→ **Work item**: The data must be written out once more, precisely as given.

= = = = = = =

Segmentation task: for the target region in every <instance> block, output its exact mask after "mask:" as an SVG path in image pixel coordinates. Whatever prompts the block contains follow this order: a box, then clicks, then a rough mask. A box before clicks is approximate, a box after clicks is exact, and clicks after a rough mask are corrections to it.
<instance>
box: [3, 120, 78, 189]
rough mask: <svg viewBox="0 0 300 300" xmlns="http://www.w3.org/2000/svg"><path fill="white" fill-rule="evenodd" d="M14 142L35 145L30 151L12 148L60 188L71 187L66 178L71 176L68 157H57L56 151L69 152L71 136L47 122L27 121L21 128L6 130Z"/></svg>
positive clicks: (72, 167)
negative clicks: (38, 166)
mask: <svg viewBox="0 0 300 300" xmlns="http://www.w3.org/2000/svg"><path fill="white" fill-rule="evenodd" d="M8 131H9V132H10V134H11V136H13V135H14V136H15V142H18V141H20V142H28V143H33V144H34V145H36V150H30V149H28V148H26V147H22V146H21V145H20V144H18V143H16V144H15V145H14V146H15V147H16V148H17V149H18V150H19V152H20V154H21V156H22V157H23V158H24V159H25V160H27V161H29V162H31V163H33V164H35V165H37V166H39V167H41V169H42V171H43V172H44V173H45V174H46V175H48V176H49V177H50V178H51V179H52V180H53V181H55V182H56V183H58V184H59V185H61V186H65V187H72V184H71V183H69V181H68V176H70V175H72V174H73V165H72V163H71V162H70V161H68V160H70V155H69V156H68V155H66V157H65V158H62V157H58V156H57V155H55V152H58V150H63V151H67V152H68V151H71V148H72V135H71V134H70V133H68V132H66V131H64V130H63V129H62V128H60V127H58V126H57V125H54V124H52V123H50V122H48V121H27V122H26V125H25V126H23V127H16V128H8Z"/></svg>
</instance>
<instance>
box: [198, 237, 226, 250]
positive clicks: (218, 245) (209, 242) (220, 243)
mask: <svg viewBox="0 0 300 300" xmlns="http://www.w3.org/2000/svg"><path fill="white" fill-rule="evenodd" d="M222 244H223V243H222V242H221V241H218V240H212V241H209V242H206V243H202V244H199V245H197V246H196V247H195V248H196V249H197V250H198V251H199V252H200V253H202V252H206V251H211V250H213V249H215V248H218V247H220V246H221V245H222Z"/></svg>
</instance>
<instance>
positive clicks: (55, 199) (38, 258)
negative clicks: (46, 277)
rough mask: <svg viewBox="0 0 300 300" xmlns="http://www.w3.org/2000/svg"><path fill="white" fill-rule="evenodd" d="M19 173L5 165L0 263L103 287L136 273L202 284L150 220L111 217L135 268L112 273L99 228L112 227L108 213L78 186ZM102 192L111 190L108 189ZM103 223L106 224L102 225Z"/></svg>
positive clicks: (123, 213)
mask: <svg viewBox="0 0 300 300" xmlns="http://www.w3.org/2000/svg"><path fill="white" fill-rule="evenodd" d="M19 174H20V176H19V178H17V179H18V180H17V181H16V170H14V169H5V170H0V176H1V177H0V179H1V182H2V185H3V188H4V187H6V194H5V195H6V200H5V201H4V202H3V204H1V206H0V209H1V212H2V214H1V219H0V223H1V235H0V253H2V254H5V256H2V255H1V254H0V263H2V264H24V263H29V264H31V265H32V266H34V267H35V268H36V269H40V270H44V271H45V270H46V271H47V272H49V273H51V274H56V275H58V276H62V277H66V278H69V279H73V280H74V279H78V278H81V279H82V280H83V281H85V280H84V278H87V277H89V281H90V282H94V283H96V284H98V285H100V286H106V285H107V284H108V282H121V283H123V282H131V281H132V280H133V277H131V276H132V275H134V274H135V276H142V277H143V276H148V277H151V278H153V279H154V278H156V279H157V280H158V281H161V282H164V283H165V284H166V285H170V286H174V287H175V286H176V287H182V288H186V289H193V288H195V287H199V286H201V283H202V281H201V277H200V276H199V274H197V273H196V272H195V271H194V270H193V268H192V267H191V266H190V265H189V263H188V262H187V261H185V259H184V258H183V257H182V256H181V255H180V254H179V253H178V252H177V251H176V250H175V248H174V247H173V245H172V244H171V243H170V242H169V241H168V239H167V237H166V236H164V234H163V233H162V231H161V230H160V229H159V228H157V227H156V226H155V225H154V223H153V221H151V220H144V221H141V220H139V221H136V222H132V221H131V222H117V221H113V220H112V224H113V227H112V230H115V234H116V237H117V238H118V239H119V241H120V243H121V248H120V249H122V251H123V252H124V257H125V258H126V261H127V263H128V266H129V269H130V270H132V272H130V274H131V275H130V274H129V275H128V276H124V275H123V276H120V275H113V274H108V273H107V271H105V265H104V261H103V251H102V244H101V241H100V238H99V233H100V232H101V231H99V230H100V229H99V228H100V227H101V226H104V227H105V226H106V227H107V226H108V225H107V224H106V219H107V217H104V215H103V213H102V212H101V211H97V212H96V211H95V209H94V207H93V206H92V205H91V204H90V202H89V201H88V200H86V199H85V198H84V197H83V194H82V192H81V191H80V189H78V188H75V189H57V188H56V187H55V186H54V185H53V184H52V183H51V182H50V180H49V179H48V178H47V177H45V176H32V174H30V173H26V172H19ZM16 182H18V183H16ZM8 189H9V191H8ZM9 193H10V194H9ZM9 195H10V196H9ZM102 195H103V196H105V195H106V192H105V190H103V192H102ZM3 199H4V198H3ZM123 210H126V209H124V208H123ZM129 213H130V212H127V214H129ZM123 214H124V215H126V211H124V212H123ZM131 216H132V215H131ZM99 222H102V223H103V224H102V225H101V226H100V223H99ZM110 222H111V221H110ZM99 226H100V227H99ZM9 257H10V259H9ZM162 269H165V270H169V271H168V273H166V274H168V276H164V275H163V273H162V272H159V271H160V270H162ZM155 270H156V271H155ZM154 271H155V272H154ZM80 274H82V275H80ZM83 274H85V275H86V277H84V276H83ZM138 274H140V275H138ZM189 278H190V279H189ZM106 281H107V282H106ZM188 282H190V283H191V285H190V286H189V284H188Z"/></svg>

= = = = = = =

→ **Task output**:
Segmentation task: for the target region in every <instance> block, output its exact mask after "mask:" as an SVG path in image pixel coordinates. Whatever prompts the block contains follow this order: a box, then clicks, then a rough mask. A box before clicks is approximate, a box after clicks is exact, and clicks after a rough mask are corrections to it.
<instance>
box: [3, 120, 78, 189]
rough mask: <svg viewBox="0 0 300 300" xmlns="http://www.w3.org/2000/svg"><path fill="white" fill-rule="evenodd" d="M14 142L35 145L30 151L12 148L60 188L71 187L66 178L71 176L68 157H57L56 151L69 152L71 136L47 122L27 121L21 128L6 130Z"/></svg>
positive clicks: (72, 167)
negative clicks: (38, 166)
mask: <svg viewBox="0 0 300 300" xmlns="http://www.w3.org/2000/svg"><path fill="white" fill-rule="evenodd" d="M8 131H9V132H10V134H11V136H13V135H14V136H15V142H18V141H20V142H28V143H33V144H34V145H36V150H30V149H28V148H26V147H22V146H21V145H20V144H18V143H16V144H15V145H14V146H15V147H16V148H17V149H18V150H19V152H20V154H21V156H22V157H23V158H24V159H25V160H27V161H29V162H31V163H33V164H35V165H37V166H39V167H41V169H42V171H43V172H44V173H45V174H46V175H48V176H49V177H50V178H51V179H52V180H53V181H55V182H56V183H58V184H59V185H61V186H65V187H72V184H71V183H69V181H68V176H70V175H72V174H73V165H72V163H71V162H70V161H68V160H70V155H69V156H68V155H66V157H65V158H62V157H58V156H57V155H55V152H58V150H63V151H67V152H68V151H71V148H72V135H71V134H70V133H68V132H66V131H64V130H63V129H62V128H60V127H58V126H57V125H54V124H52V123H50V122H48V121H27V122H26V125H25V126H23V127H16V128H8Z"/></svg>
</instance>
<instance>
box: [198, 237, 226, 250]
positive clicks: (218, 245) (209, 242) (220, 243)
mask: <svg viewBox="0 0 300 300" xmlns="http://www.w3.org/2000/svg"><path fill="white" fill-rule="evenodd" d="M222 244H223V243H222V242H221V241H218V240H212V241H209V242H206V243H202V244H199V245H197V246H196V247H195V248H196V249H197V250H198V251H199V252H200V253H202V252H206V251H211V250H213V249H215V248H218V247H220V246H221V245H222Z"/></svg>
</instance>
<instance>
positive clicks: (55, 199) (38, 258)
negative clicks: (46, 277)
rough mask: <svg viewBox="0 0 300 300" xmlns="http://www.w3.org/2000/svg"><path fill="white" fill-rule="evenodd" d="M19 173L5 165L0 263L103 287L136 273L202 284L150 220L111 217L135 268L112 273L99 228L112 227L108 213L78 186ZM102 192L111 190L108 189ZM103 223L106 224L102 225Z"/></svg>
positive clicks: (123, 213)
mask: <svg viewBox="0 0 300 300" xmlns="http://www.w3.org/2000/svg"><path fill="white" fill-rule="evenodd" d="M19 174H20V176H19V178H17V179H18V180H17V181H16V170H14V169H5V170H0V176H1V177H0V179H1V182H2V185H3V188H4V187H6V194H5V195H6V200H5V201H4V202H3V204H1V206H0V209H1V212H2V214H1V219H0V223H1V235H0V253H2V254H5V256H2V255H1V254H0V263H2V264H24V263H29V264H31V265H32V266H34V267H35V268H36V269H40V270H44V271H45V270H46V271H47V272H49V273H51V274H56V275H58V276H62V277H66V278H69V279H73V280H74V279H78V278H81V279H82V280H83V281H85V280H84V278H87V277H89V281H90V282H94V283H96V284H98V285H100V286H106V285H107V284H108V282H121V283H123V282H131V281H132V280H133V277H131V276H132V275H134V274H135V276H142V277H143V276H148V277H151V278H153V279H154V278H156V279H157V280H158V281H161V282H164V283H165V284H166V285H170V286H174V287H175V286H176V287H182V288H186V289H193V288H195V287H199V286H201V283H202V281H201V277H200V276H199V274H197V273H196V272H195V271H194V270H193V268H192V267H191V266H190V265H189V263H188V262H187V261H185V259H184V258H183V257H182V256H181V255H180V254H179V253H178V252H177V251H176V250H175V248H174V247H173V245H172V244H171V243H170V242H169V241H168V239H167V237H166V236H164V234H163V233H162V231H161V230H160V229H159V228H157V227H156V226H155V225H154V223H153V221H151V220H144V221H141V220H139V221H136V222H132V221H131V222H117V221H113V220H112V224H113V227H112V230H115V234H116V237H117V238H118V239H119V241H120V243H121V248H120V249H122V251H123V252H124V257H125V258H126V261H127V263H128V266H129V269H130V270H132V272H130V274H131V275H130V274H129V275H128V276H124V275H123V276H120V275H113V274H108V273H107V271H105V265H104V261H103V251H102V244H101V241H100V238H99V233H100V232H101V231H99V230H100V229H99V228H100V227H101V226H104V227H105V226H106V227H107V226H108V225H107V224H106V219H107V217H104V215H103V213H102V212H101V211H97V212H96V211H95V209H94V207H93V206H92V205H91V204H90V202H89V201H88V200H86V199H85V198H84V197H83V194H82V192H81V191H80V189H78V188H75V189H57V188H56V187H55V186H54V185H53V184H52V183H51V182H50V180H49V179H48V178H47V177H45V176H32V174H30V173H26V172H19ZM16 182H18V183H16ZM8 189H9V191H8ZM9 193H10V194H9ZM9 195H10V196H9ZM102 195H103V196H105V195H106V192H105V190H103V192H102ZM3 199H4V198H3ZM123 210H126V209H124V208H123ZM129 213H130V212H127V214H129ZM123 214H124V215H126V211H124V212H123ZM131 216H132V215H131ZM99 222H102V223H103V224H102V225H101V226H100V223H99ZM110 222H111V221H110ZM99 226H100V227H99ZM9 257H10V259H9ZM162 269H165V270H169V271H168V273H166V274H168V276H164V275H163V273H162V272H159V271H160V270H162ZM155 270H156V271H155ZM154 271H155V272H154ZM80 274H82V275H80ZM83 274H85V275H86V277H84V276H83ZM138 274H140V275H138ZM189 278H190V279H189ZM106 281H107V282H106ZM188 282H190V283H191V285H190V286H189V284H188Z"/></svg>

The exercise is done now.